### TAREFA ESCRITA
Reproduza fielmente a parte do texto sobre os lugares de fala que começa em "Sim, pode. Determinados" e termina em "nunca são pautadas.".

### TRECHO DA PÁGINA
--------------------
E as vozes de todos os lugares de fala são ouvidas?
Há muitos lugares de fala que são silenciados. Isso não é
feito colocando literalmente uma mordaça nos grupos sociais, mas utilizando
outros mecanismos que façam suas manifestações se tornarem menos significantes.
Eu tenho um bom exemplo para colocar. No bairro do Canindé, nas proximidades do
Brás, existe uma feira muito famosa que é realizada todos os finais de semana
na Praça Kantuta, realizada por imigrantes andinos que trabalham na região. Lá,
fazem seus acepipes, cantam suas músicas, dançam suas danças, reverenciam suas
divindades originárias e contam suas histórias. Manifestam-se, portanto. Se
você analisar a visão geral que propiciam, especialmente no vale de chorume de
comentários das redes sociais, verá que é um lugar tido como sujo, com comidas
duvidosas, pouco recomendável para celulares e outros aparelhos. Isso é dito
por pessoas que provavelmente nunca foram lá, e se passa uma impressão geral de
temor. A fala dos andinos, uma minoria que representa o corpo de imigrantes de
países pobres, apesar de manifesta em lugares como a Kantuta, não é ouvida,
porque não é bem vista no meio social hegemônico.
Uma fala pode ser silenciada a ponto de desaparecer?
Sim, pode. Determinados lugares sociais simplesmente não são
vistos, tão misturados à paisagem urbana que se tornam sem uma solução. O caso
mais flagrante é o dos moradores de rua. Eles são colocados na conta de
qualquer outra coisa que não os definem. Em São Paulo, por exemplo, são
habitualmente igualados aos viciados em crack, o que eles não são. Também
recebem a equivalência a delinquentes, o que também não são. Os moradores de
rua são tão invisíveis que as promessas de políticas voltadas a eles são sempre
inespecíficas, e nunca estão em seu interesse. Soluções simplíssimas e
imediatas como banheiros químicos nunca são pautadas.
--------------------
Registros armazenados
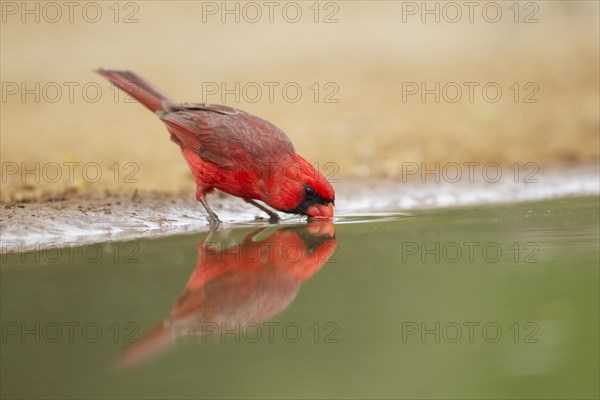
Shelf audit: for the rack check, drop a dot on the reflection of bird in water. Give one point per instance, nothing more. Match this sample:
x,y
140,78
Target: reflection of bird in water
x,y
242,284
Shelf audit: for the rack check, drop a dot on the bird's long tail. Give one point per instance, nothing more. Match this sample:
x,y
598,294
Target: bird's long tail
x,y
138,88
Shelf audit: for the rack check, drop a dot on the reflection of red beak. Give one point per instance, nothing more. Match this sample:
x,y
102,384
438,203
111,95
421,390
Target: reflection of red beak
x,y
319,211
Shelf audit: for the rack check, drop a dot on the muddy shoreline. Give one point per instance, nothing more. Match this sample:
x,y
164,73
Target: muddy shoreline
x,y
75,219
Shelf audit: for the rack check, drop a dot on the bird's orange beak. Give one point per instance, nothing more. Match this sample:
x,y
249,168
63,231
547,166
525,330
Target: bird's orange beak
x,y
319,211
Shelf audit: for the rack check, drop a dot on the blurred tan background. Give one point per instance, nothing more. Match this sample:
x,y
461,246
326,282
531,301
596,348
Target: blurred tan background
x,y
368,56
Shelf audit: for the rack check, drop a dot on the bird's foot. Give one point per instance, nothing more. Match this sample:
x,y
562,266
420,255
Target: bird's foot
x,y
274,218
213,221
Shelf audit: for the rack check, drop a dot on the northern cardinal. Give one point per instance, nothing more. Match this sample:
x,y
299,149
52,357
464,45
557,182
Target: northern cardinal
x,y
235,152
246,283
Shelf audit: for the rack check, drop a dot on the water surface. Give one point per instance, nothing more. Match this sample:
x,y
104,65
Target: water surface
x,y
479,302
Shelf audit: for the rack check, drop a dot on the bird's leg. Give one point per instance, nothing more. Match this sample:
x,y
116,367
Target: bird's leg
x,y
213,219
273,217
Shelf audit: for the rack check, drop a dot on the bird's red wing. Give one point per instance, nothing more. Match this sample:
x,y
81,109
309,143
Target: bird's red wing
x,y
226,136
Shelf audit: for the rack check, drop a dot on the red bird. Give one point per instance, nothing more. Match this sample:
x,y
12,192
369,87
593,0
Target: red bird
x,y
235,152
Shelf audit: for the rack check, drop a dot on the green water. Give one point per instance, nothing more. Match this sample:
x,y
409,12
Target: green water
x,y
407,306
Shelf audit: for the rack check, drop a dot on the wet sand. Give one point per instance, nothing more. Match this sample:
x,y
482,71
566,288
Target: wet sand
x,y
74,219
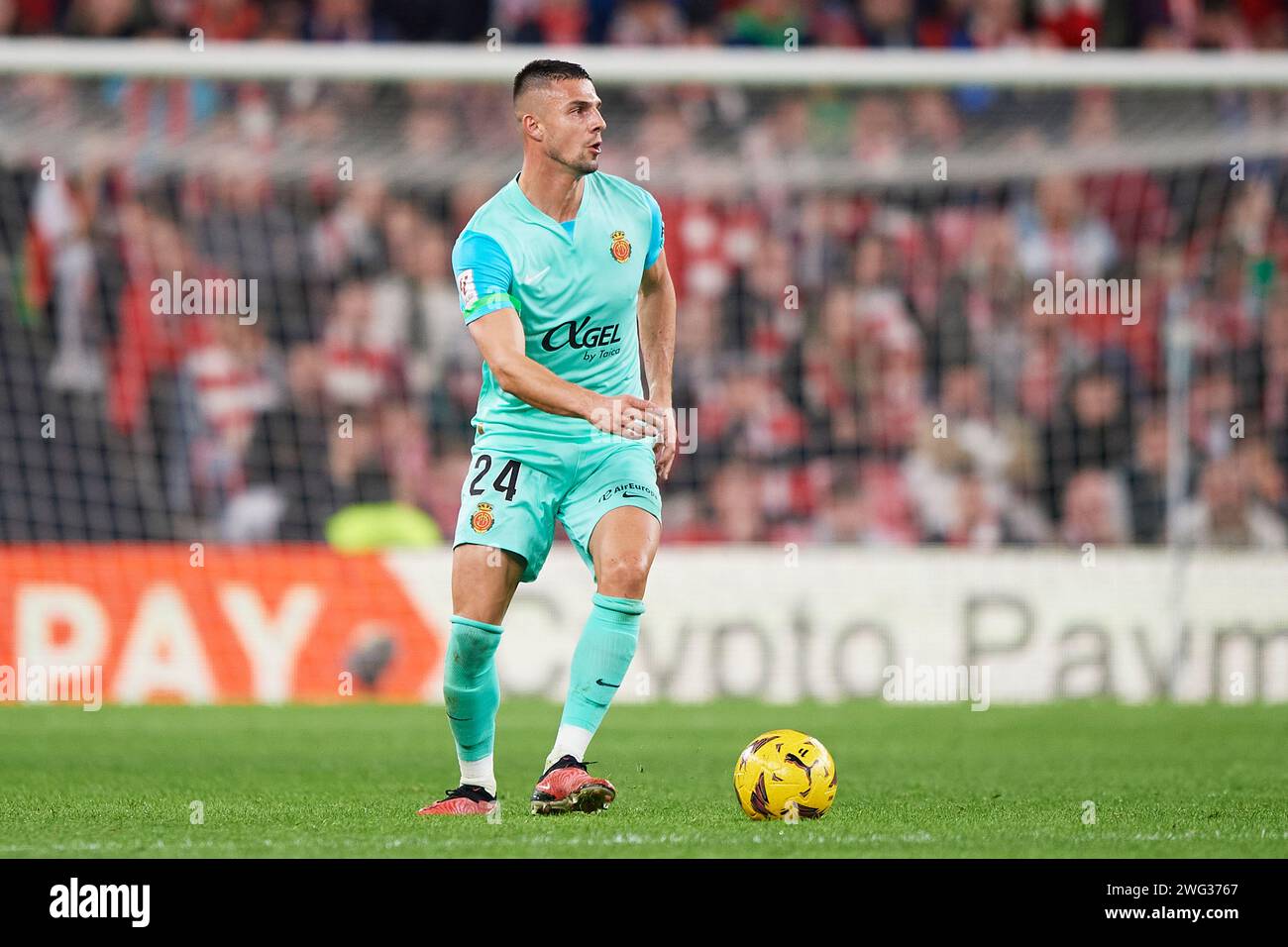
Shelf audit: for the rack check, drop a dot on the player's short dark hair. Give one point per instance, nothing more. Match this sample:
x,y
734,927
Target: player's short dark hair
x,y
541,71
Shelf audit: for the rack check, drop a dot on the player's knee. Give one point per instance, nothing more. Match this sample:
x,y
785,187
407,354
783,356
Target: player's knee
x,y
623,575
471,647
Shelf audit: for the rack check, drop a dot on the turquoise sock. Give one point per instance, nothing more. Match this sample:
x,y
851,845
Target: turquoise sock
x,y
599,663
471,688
--------------------
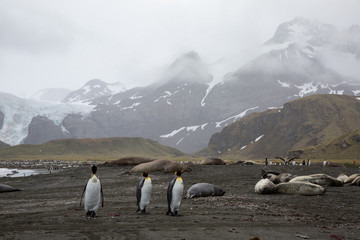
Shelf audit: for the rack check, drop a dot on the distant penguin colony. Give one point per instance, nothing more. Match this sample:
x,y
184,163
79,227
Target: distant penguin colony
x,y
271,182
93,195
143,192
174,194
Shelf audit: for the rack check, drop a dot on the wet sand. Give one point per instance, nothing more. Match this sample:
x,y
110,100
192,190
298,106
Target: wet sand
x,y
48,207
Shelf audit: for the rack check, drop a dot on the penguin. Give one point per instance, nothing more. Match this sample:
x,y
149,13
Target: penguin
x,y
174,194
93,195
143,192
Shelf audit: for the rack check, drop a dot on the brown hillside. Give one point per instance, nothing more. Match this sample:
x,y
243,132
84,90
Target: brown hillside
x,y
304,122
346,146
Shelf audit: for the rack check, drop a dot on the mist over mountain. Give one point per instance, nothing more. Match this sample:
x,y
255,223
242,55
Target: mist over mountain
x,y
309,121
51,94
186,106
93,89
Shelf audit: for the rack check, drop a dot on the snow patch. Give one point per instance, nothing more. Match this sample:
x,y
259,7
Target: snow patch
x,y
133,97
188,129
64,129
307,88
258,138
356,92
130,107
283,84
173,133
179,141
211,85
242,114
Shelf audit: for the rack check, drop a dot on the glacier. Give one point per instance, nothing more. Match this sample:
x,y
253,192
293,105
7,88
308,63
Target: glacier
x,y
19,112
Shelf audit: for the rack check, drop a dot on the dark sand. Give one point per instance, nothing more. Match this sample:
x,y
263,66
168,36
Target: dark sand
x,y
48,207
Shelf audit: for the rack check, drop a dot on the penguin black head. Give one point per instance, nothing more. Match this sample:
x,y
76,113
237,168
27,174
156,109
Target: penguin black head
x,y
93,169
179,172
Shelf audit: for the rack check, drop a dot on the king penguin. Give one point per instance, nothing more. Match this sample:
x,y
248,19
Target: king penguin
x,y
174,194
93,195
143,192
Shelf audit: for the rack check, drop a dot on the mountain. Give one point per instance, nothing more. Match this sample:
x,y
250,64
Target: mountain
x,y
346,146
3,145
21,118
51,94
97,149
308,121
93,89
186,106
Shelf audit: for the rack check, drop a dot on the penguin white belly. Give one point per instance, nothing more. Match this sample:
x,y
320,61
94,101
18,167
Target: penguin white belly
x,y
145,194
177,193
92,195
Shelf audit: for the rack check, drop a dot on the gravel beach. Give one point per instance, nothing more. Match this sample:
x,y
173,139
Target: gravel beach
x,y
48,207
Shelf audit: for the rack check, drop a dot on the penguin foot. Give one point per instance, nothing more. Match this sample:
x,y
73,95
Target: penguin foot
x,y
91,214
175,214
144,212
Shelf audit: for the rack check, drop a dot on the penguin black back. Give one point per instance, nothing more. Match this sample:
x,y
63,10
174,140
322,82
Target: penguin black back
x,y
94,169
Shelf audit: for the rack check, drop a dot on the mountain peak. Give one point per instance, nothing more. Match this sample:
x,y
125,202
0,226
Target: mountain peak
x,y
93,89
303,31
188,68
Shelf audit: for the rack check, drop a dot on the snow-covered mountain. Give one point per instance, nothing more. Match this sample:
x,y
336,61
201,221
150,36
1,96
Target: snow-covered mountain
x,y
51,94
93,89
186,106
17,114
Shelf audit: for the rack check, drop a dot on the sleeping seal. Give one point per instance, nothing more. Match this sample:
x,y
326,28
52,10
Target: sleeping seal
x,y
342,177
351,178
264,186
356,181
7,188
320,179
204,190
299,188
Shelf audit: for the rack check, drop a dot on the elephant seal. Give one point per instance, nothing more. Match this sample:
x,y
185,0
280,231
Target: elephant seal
--------------------
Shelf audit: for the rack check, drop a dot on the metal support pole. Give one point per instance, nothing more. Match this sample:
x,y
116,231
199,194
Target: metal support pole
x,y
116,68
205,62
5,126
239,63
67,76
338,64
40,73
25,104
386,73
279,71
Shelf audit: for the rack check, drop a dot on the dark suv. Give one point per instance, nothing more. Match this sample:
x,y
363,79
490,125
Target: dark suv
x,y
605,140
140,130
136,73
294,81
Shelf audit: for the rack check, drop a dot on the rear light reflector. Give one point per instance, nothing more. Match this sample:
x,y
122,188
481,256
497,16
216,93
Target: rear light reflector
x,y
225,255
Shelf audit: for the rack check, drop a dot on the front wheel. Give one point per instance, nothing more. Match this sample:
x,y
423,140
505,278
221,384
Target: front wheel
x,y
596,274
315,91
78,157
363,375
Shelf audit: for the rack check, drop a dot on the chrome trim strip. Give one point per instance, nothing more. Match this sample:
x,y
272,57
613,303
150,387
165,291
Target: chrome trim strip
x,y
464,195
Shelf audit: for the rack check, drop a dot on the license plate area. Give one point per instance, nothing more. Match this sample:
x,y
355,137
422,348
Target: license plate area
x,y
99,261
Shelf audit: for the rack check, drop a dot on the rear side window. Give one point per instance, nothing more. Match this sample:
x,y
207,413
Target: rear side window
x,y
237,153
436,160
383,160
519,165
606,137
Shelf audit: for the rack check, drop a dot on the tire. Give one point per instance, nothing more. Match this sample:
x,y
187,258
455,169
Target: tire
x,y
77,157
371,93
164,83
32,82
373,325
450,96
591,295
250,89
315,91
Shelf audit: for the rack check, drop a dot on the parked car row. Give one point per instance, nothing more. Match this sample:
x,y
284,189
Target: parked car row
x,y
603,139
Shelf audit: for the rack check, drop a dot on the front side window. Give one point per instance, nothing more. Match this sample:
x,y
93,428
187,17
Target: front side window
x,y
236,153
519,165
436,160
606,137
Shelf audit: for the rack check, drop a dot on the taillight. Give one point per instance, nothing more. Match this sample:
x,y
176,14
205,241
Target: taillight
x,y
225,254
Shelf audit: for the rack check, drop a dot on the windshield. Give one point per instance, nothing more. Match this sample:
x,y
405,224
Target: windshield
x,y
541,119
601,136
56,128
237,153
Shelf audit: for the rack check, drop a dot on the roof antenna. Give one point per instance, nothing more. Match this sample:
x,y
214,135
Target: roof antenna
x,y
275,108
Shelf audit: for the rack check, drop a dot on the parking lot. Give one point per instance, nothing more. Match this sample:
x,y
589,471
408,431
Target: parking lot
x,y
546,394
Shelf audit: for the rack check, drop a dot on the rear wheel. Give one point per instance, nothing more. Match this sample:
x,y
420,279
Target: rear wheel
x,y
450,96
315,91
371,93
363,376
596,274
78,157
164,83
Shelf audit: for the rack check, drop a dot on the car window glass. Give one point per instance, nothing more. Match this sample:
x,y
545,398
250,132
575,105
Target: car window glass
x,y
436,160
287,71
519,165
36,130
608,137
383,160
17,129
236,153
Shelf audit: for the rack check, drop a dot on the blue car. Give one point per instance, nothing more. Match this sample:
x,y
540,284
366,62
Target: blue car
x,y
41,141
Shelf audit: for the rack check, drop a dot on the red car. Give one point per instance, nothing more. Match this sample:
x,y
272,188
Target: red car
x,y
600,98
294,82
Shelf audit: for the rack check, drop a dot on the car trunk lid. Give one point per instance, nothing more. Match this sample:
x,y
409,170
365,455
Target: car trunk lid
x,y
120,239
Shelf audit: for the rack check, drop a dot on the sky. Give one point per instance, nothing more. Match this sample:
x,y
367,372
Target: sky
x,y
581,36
--------------------
### RESOLUÇÃO DO EXERCÍCIO
Sim, pode. Determinados lugares sociais simplesmente não são
vistos, tão misturados à paisagem urbana que se tornam sem uma solução. O caso
mais flagrante é o dos moradores de rua. Eles são colocados na conta de
qualquer outra coisa que não os definem. Em São Paulo, por exemplo, são
habitualmente igualados aos viciados em crack, o que eles não são. Também
recebem a equivalência a delinquentes, o que também não são. Os moradores de
rua são tão invisíveis que as promessas de políticas voltadas a eles são sempre
inespecíficas, e nunca estão em seu interesse. Soluções simplíssimas e
imediatas como banheiros químicos nunca são pautadas.